Photo-based referring expression data:
/---

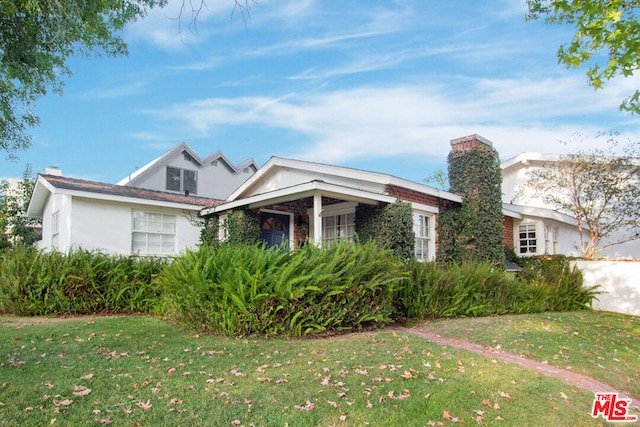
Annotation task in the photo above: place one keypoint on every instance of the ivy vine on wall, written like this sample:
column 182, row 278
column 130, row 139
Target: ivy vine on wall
column 240, row 227
column 390, row 226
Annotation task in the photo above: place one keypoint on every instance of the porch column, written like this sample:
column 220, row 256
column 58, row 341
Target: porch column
column 317, row 219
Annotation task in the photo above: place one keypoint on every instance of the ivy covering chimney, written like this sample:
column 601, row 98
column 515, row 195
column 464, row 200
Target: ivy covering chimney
column 473, row 230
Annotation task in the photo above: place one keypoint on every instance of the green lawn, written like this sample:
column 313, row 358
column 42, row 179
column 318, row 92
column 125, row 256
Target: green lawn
column 603, row 345
column 145, row 371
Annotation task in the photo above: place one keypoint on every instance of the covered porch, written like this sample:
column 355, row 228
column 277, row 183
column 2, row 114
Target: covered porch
column 316, row 212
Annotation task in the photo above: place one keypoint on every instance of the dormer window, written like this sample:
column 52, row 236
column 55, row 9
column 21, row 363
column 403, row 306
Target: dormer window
column 182, row 180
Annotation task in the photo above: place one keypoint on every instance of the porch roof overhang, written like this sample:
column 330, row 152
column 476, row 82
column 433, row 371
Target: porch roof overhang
column 300, row 191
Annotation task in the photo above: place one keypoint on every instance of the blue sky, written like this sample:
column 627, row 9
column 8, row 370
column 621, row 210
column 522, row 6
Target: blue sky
column 375, row 85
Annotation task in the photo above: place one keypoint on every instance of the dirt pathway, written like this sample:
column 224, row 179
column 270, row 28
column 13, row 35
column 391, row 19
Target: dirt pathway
column 572, row 378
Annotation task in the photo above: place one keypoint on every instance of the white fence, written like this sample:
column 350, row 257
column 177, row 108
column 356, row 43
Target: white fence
column 620, row 280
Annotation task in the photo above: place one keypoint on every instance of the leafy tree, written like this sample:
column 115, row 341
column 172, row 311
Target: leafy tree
column 601, row 190
column 36, row 39
column 610, row 28
column 15, row 228
column 389, row 226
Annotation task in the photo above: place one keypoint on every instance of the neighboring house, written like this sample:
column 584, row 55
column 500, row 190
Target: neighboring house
column 181, row 170
column 554, row 232
column 113, row 218
column 154, row 211
column 158, row 209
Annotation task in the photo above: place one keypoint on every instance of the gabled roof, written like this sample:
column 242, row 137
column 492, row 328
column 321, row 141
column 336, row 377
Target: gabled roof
column 525, row 159
column 315, row 169
column 49, row 184
column 161, row 161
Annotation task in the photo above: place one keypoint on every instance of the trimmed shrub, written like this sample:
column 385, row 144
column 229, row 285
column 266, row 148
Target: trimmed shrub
column 390, row 226
column 242, row 290
column 34, row 283
column 557, row 284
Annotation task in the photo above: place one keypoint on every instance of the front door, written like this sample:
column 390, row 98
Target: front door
column 274, row 228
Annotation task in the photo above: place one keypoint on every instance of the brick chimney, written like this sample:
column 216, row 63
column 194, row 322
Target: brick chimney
column 468, row 142
column 53, row 170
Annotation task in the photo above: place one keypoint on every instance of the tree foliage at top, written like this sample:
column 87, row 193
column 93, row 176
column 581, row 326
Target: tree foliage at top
column 604, row 28
column 36, row 39
column 600, row 189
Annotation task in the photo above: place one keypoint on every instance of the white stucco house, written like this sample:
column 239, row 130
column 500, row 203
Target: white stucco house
column 554, row 232
column 300, row 201
column 159, row 209
column 155, row 211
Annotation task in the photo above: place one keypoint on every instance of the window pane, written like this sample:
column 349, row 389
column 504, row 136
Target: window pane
column 329, row 221
column 173, row 179
column 139, row 221
column 139, row 242
column 155, row 223
column 191, row 182
column 167, row 243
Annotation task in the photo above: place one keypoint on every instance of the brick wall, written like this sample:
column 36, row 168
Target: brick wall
column 468, row 142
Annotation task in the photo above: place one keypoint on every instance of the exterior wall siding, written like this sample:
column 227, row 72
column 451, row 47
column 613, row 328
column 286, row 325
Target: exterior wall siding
column 508, row 232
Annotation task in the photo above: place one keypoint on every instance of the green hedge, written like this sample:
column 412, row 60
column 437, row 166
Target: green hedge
column 241, row 290
column 244, row 290
column 34, row 283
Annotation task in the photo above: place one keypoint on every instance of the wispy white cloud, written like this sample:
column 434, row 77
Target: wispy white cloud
column 380, row 122
column 112, row 92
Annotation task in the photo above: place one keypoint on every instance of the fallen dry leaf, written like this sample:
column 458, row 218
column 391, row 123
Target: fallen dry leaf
column 144, row 405
column 81, row 391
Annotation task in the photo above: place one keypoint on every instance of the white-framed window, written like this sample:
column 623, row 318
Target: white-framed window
column 422, row 231
column 552, row 239
column 338, row 228
column 153, row 233
column 527, row 240
column 182, row 180
column 55, row 228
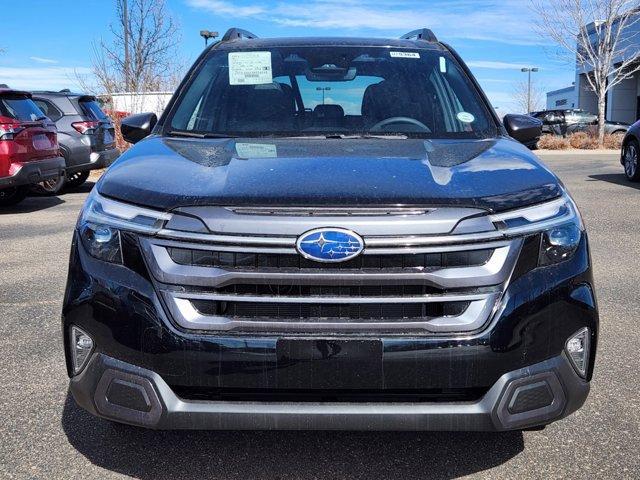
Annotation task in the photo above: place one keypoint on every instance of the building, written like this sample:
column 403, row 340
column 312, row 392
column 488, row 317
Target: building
column 623, row 100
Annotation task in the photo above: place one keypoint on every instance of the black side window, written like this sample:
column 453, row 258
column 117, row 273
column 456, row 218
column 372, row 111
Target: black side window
column 49, row 109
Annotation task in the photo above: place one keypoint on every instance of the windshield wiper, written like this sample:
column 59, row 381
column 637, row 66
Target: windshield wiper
column 401, row 136
column 182, row 133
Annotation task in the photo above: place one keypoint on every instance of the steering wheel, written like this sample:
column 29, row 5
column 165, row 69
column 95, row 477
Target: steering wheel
column 388, row 121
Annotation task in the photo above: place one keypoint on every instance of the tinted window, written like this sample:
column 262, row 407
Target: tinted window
column 20, row 108
column 92, row 109
column 48, row 109
column 346, row 90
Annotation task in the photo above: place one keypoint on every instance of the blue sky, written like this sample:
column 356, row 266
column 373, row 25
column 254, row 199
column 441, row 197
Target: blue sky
column 46, row 42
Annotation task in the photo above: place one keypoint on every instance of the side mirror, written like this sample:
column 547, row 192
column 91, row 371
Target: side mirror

\---

◆ **Task item**: From the line that contains "column 254, row 199" down to the last line above, print each line exactly as it appears.

◆ **Task response**:
column 254, row 199
column 441, row 197
Target: blue sky
column 46, row 42
Annotation task in the photo above: place one keypoint on every instance of the side mirror, written like this sample:
column 547, row 192
column 91, row 371
Target: side mirror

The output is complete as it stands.